***** Extract to read

# Old-School Essentials: Veins of the Earth and Other Scary Places



## loganbrightworks (Sep 15, 2019)

Come explore the most dangerous places across the many planes using Old-School Essentials as our base.

Travel the subterranean caverns of the Veins of the Earth, brave the black sand beaches of Hot Springs Island, find ancient treasures in distant Yoon-Suin.

This will be a sandbox campaign with a rulings, not rules ethos. We'll use Old-School Essentials — a faithful B/X D&D game — with judicious homebrew as needed. For safety tools, we'll use the X card and lines and veils to start.

Players will have the opportunity to shape their experiences, with the goal of an engaging, collaborative game for all. A quorum for adventure will be minimum three players, and we'll play sessions of four hours, from hook to feedback.

**********

Objective 1 – Echo every line of the coordinate labeling records below exactly as they appear, but leave the pictures out.

***** Data to use

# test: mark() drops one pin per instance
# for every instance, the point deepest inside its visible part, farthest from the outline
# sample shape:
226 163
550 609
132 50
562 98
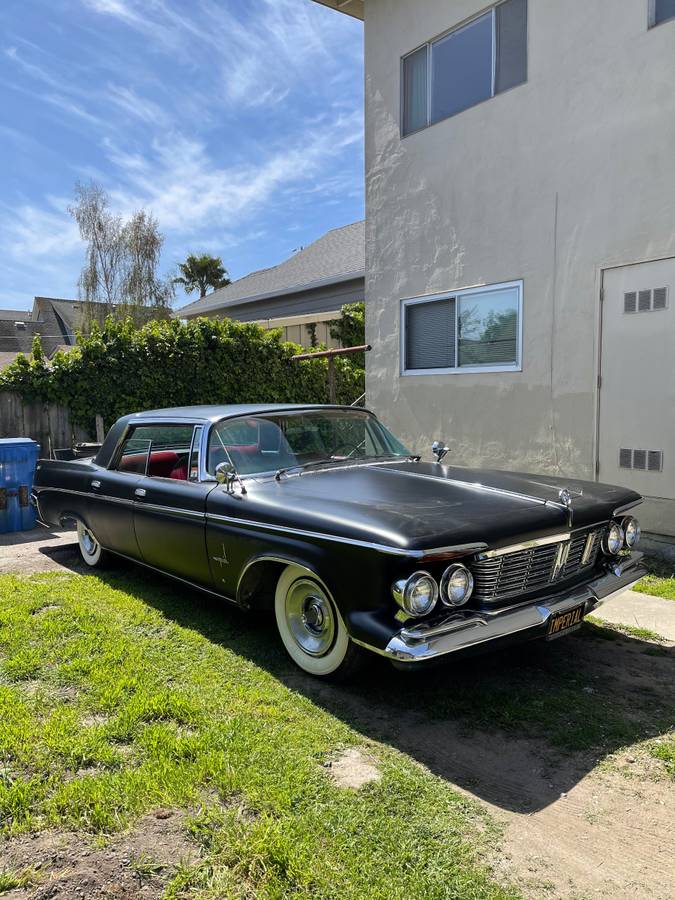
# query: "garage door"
636 445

**********

Objective 2 – Proceed with the Old-School Essentials campaign post by continuing it from its final sentence.

Response 1 –
# test: mark() drops one pin per instance
# for every instance, the point deepest inside its visible part, farthest from the outline
# sample shape:
226 163
550 609
132 50
562 98
# query: "garage door"
636 445

Response 2 –
If you have questions about the game, its content, or anything else, please reach out via roll20 or discord, @ digby#0260. If you're interested, check out the link here: Roll20

About me, your referee:

I've been playing and running RPGs for several years now, from Apocalypse World to Dungeon Crawl Classics, Blades in the Dark to B/X D&D. I've played in many groups online and in person.

I strive for open communication and collaboration between all players, referee included. The goal, first and foremost, is fun for everyone.

In real life, I'm a writer and editor in Toronto, Canada.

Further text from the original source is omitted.